Задача: Извлеките из приведенных ниже записей все строки, в которых встречается слово «band». Регистр букв учитывается.

Предоставленные записи:
---------------
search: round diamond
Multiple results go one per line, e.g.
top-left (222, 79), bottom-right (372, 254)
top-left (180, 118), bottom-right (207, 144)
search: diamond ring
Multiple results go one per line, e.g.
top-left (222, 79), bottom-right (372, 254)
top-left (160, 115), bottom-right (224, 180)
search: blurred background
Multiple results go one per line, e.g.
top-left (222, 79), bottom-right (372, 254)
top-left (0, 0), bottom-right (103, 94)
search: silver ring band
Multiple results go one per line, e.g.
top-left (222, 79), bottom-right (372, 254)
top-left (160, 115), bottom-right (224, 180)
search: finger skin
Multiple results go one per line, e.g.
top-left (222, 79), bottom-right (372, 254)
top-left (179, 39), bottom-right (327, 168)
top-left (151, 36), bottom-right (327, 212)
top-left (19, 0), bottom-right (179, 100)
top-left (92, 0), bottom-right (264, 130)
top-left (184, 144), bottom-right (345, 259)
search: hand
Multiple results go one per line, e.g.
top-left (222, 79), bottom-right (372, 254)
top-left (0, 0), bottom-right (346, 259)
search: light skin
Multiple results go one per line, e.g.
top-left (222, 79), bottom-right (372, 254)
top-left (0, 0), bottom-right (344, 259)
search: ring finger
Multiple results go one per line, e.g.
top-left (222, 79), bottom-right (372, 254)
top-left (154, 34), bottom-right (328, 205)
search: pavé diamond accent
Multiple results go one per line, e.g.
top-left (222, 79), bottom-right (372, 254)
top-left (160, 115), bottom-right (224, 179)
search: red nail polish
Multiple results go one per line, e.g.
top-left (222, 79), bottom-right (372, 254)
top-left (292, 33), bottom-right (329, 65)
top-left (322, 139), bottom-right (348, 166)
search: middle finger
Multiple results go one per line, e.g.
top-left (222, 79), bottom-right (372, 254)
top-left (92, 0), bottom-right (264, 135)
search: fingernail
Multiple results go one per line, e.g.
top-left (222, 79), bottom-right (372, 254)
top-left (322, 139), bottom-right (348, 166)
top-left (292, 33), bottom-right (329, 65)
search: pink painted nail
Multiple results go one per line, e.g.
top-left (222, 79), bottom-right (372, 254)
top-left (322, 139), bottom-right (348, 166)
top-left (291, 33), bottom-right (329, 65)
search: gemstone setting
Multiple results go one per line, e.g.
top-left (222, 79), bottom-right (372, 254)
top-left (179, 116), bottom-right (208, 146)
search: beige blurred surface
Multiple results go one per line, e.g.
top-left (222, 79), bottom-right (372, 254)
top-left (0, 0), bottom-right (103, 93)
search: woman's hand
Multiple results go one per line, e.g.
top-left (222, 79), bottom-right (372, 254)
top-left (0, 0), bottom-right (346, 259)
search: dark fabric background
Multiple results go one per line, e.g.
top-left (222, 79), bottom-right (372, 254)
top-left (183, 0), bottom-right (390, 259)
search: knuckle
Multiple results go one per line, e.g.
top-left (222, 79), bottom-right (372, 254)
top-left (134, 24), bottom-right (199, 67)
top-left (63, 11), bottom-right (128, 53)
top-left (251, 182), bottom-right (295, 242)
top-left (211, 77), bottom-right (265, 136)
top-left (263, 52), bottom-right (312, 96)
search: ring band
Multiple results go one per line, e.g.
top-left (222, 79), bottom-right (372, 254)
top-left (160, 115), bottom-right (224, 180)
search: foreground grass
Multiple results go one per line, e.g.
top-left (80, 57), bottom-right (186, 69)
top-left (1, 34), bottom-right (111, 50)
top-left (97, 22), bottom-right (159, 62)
---------------
Ответ:
search: silver ring band
search: ring band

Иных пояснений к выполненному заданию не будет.